**Pagina:**
++++++++++++++++++++
En ja, ik kan terugkijken op weken waarin ik in contact gekomen ben met de bodem van mijn bestaan, maar daardoor ook met de essentie. En die essentie bleek heel wat. Ik heb mezelf gevonden en word daar zo rustig van, ik blijk over allerlei hulpbronnen te beschikken en een netwerk dat me in de watten legt. Er gebeuren allerlei wonderlijke dingen, zoals die keer dat ik een vierde oven vol verbrande cakejes had voor het doopfeest van Babyzoon, dat ik dan maar bedacht om het op te geven en een ander dessert te vinden, en dat om één of andere absurde reden op dat moment de deurbel ging en een vriendin voor de deur stond met een zelf gebakken taart die met smaak verorberd is op het feestje. Toeval dat niet als toeval voelt. Alsof er ergens iets of iemand goed voor me zorgt en af en toe iets goeds mijn richting uit stuurt.

En ik weet ook wel dat het beter is zo. Dat het niet houdbaar was zoals het tussen ons was, dat ik beter alleen af ben met de kindjes dan in een relatie die destructief was. Dat weet ik. 

En ja, ik weet ook dat er veel ergere dingen gebeuren in de wereld dan dat iemand alleenstaande moeder wordt, en ik wil me niet wentelen in dit absoluut relativeerbare verdriet. Echt, ik weet het: er is oorlog, kinderen sterven, vrouwen worden verkracht, mensen leven in armoede. En zo veel meer. Ja, daar denk ik aan en ik probeer ook bewust en verantwoord te leven. En ja dus, ik weet dat dit alleen maar is wat het is. Dat weet ik. Maar op dagen als vandaag, als het weer is voor een warm bad met een kop thee, als ik moe ben en de puzzelstukjes niet passen, al sla ik er op, al gooi ik ze net zo driftig als Kleuterzoon weg… Tja, dan zou ik zo graag gewoon nog eens tegen je aan liggen, denken dat alles goed is en dat er voor me gezorgd wordt, en slapen.

 

 

 

 

Generosi

‘La meglio gioventu’ is één van mijn favoriete films. (Dit zinnetje doet me instant aan de ‘vriendenboekjes’ van vroeger denken, waar je altijd je favorieten in moest invullen. Het klinkt wat onnozel. Ik begin opnieuw.)
++++++++++++++++++++
**Overzicht:**

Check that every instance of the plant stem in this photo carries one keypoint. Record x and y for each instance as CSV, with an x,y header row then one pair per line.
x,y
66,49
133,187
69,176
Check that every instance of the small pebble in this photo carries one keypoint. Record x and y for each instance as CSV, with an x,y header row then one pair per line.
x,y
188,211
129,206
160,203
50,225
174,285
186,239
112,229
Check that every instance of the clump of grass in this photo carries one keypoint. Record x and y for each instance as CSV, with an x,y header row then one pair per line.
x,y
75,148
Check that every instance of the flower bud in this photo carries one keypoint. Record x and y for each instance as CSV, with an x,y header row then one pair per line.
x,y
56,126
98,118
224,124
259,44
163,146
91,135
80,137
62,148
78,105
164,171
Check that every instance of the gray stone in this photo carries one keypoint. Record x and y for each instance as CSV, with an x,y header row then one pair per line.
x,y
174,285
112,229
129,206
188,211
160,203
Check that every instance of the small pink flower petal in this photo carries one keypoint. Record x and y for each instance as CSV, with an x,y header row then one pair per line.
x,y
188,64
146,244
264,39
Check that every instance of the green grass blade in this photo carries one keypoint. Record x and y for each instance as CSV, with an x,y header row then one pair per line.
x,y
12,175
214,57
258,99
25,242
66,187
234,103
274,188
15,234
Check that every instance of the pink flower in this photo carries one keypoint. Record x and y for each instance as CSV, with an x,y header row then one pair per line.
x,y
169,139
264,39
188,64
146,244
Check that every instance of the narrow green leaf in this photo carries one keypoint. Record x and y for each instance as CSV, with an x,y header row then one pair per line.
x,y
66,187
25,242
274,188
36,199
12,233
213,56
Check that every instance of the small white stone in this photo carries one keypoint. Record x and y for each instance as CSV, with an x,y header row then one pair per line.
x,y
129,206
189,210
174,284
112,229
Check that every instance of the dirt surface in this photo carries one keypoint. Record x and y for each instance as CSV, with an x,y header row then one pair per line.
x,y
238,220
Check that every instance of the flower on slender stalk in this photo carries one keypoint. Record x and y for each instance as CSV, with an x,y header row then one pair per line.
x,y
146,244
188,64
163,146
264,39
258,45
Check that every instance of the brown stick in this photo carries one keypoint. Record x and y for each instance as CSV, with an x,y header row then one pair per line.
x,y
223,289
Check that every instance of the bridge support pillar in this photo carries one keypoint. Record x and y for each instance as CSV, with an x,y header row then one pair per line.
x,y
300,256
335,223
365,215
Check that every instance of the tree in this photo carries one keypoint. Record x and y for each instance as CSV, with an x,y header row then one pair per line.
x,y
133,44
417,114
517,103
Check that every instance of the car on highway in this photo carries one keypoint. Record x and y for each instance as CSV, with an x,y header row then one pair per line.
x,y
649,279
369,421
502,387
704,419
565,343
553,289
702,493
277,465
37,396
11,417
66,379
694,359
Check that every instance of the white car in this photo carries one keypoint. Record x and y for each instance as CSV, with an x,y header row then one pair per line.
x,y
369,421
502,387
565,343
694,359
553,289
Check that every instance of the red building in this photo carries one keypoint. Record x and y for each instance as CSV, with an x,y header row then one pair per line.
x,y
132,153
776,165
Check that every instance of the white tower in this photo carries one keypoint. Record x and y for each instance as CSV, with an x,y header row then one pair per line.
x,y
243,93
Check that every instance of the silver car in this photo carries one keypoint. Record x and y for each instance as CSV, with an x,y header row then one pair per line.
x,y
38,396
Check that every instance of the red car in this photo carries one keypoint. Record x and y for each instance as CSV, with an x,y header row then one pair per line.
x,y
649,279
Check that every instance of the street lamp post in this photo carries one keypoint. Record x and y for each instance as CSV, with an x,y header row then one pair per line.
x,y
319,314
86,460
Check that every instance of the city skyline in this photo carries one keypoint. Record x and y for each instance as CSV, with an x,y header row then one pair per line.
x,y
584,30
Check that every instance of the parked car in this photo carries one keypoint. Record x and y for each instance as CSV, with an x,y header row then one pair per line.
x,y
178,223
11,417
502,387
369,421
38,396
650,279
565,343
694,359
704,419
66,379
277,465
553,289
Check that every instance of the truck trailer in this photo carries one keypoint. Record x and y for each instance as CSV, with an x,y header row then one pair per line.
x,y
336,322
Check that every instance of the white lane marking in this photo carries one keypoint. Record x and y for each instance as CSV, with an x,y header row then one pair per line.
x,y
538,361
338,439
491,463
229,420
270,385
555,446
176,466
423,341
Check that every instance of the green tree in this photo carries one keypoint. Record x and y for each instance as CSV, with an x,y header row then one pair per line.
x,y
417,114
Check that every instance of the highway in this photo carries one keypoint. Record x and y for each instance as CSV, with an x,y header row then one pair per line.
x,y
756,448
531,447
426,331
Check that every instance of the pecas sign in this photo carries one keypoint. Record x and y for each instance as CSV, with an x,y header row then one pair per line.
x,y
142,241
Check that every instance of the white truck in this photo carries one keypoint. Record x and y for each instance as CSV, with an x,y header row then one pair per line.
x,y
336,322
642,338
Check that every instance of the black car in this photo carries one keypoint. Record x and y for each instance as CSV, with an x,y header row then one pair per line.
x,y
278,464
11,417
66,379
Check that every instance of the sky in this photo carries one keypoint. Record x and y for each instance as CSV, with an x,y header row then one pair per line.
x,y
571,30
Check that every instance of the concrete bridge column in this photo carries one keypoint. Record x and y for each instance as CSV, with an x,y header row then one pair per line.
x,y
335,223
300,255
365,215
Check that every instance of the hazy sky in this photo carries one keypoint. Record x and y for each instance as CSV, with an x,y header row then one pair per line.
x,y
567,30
++++++++++++++++++++
**Te doen:**
1) Noem alle voorbeelden die de pagina geeft van ergere dingen die in de wereld gebeuren.
2) Vervang in de rijen, beginnend bij de regel met "Check that every instance of the highway" en eindigend bij het einde van de rijen, elk "keypoint" door "landmark". Geef alleen die regels terug en laat al het overige ongewijzigd.

**Oplossingen per opdracht:**
1)
- er is oorlog
- kinderen sterven
- vrouwen worden verkracht
- mensen leven in armoede

2)
Check that every instance of the highway in this photo carries one landmark. Record x and y for each instance as CSV, with an x,y header row then one pair per line.
x,y
756,448
531,447
426,331
Check that every instance of the pecas sign in this photo carries one landmark. Record x and y for each instance as CSV, with an x,y header row then one pair per line.
x,y
142,241
Check that every instance of the white truck in this photo carries one landmark. Record x and y for each instance as CSV, with an x,y header row then one pair per line.
x,y
336,322
642,338
Check that every instance of the black car in this photo carries one landmark. Record x and y for each instance as CSV, with an x,y header row then one pair per line.
x,y
278,464
11,417
66,379
Check that every instance of the sky in this photo carries one landmark. Record x and y for each instance as CSV, with an x,y header row then one pair per line.
x,y
571,30
Check that every instance of the concrete bridge column in this photo carries one landmark. Record x and y for each instance as CSV, with an x,y header row then one pair per line.
x,y
335,223
300,255
365,215
Check that every instance of the hazy sky in this photo carries one landmark. Record x and y for each instance as CSV, with an x,y header row then one pair per line.
x,y
567,30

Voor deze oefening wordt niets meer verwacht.